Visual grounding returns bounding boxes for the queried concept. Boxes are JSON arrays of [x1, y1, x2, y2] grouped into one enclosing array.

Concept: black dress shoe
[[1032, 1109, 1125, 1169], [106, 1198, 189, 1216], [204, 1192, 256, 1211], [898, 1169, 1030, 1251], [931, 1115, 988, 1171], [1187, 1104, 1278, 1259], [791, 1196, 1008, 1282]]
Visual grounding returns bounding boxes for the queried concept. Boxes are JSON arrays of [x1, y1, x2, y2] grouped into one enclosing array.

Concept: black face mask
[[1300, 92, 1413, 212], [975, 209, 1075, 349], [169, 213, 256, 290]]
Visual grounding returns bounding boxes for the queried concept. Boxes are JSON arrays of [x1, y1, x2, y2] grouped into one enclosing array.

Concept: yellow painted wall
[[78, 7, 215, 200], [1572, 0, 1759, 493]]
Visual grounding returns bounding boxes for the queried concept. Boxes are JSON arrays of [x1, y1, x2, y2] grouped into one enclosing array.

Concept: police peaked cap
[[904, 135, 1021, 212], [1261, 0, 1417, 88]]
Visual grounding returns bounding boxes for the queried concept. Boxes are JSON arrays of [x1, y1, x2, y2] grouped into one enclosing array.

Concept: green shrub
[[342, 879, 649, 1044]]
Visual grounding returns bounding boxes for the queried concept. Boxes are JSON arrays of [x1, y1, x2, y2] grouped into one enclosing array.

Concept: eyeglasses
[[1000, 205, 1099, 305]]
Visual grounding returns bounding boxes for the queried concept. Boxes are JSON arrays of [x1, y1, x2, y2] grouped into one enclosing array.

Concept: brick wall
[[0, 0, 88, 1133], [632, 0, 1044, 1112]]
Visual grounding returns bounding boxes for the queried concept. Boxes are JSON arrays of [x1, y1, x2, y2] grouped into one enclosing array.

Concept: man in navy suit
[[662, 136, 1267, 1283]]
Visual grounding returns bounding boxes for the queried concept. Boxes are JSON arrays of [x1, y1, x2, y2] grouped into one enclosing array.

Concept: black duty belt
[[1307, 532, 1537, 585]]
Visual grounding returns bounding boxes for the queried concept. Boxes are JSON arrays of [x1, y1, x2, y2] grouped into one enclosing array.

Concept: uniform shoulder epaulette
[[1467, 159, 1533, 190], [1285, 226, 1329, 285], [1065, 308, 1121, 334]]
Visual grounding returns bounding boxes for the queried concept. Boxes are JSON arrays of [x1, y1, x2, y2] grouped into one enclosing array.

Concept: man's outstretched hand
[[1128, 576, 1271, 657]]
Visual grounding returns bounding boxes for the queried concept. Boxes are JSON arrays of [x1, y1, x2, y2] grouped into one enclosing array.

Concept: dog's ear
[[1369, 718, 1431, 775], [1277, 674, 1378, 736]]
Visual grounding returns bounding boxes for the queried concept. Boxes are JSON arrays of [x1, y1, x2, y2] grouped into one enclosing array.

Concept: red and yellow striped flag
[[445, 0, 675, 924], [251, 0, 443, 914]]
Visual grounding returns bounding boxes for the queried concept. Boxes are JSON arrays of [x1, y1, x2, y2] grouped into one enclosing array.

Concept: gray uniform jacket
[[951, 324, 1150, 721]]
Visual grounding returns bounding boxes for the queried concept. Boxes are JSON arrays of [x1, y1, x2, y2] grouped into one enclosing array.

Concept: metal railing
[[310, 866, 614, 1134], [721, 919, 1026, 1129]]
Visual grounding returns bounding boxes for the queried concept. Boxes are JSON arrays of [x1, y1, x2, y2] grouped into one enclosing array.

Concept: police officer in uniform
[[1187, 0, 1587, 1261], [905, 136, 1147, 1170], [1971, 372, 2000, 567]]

> _TASK DETAILS_:
Line by line, copy the records exactly.

> _THE ANSWER_:
Visual grounding returns bounding boxes for the queried concept. Boxes are JSON arrays of [x1, y1, x2, y2] grouped into one enclosing array.

Concept: black dress shoe
[[1032, 1109, 1125, 1169], [106, 1198, 189, 1216], [204, 1192, 256, 1211], [898, 1169, 1030, 1251], [931, 1115, 988, 1171], [1187, 1104, 1278, 1259], [791, 1196, 1008, 1282]]
Visual grounding returns bounding boxes for the queried concept. Boxes are JSON arrays of [x1, y1, x2, y2] grouped into one enclosing array.

Concept: black face mask
[[1300, 92, 1413, 212], [975, 209, 1075, 349], [169, 213, 256, 290]]
Visual grounding returns bounding boxes for the queried concept. Boxes are JSON arrays of [x1, y1, x2, y2] grouped into one enclosing array.

Concept: yellow painted wall
[[78, 7, 215, 200], [1572, 0, 1759, 493]]
Visual grounding returns bounding boxes for the queried concept. Boxes are JSON arrays of [x1, y1, x2, y2] grouped into one enclosing array.

Concept: police peaked cap
[[904, 135, 1021, 212], [1261, 0, 1417, 88]]
Visual grounding returns bounding boxes for the queried concept. Boxes are JSON arrays of [x1, y1, x2, y2] grouped into one enclosing array.

Concept: green shrub
[[342, 879, 649, 1044]]
Visual grounding returns bounding boxes for the queried concept. Boxes are JSON arrays of [x1, y1, x2, y2] grouped into one enclosing array.

Concept: eyeglasses
[[1000, 205, 1099, 305]]
Visual grounding returns bounding boxes for the queried concept. Boxes are JSON arrays of [x1, y1, x2, y2] grouped into one enclosing array.

Concept: brick wall
[[0, 0, 88, 1133], [632, 0, 1044, 1112]]
Visual grounding returns bounding boxes for the queried concept. Boxes are JSON arrays of [x1, y1, x2, y2] grouped into one enclosing array.

Concept: man in navy suit
[[662, 136, 1267, 1283]]
Visual grounding returns bounding boxes for the queried concept. Boxes are JSON arrays of [x1, y1, x2, y2] grouped into one enclosing array.

Concept: black duty belt
[[1307, 532, 1537, 585]]
Visual grounding returns bounding boxes for the queried concept. Boxes are JSON arrays of [x1, y1, x2, y2] grouped into one enclosing array.

Concept: uniform shoulder epaulette
[[1467, 159, 1533, 190], [1285, 226, 1329, 285], [1065, 308, 1121, 334]]
Visual grounding returns bounding boxes for the queried concept. Boxes are JSON arrays of [x1, y1, x2, y2] grouped into one enclosing array.

Concept: man's outstretched hand
[[1128, 576, 1271, 657]]
Visual grounding returns bounding boxes for the queried concept. Boxes are JSON arrays of [x1, y1, x2, y2] grouped into one enclosing array.

Concept: dog's ear
[[1369, 718, 1431, 775], [1277, 674, 1378, 736]]
Visual grounding returns bounding boxes for the queried concept. Boxes are JSON arrays of [x1, y1, x2, y2] grouped into one enclosing array.

Concept: red and yellow striped flag
[[445, 0, 675, 924], [251, 0, 443, 914]]
Visual grounding returns bounding boxes for the queried concept. Boxes are JSON arrays of [x1, y1, x2, y2] grouped into one enclosing array.

Concept: gray uniform jacket
[[951, 324, 1150, 721]]
Visual grounding returns bounding boxes for the queried concept. Boxes are JSON arrays of [x1, y1, x2, y2] grouped into one enclosing array.

Concept: metal railing
[[310, 866, 614, 1134], [721, 919, 1026, 1129]]
Visual grounding returns bounding boxes for the queried concept. Boxes are JSON arrays of [x1, y1, x2, y2] grouped into one enclosing array.

Concept: police officer in uniform
[[1187, 0, 1587, 1261], [905, 136, 1147, 1170], [1971, 372, 2000, 567]]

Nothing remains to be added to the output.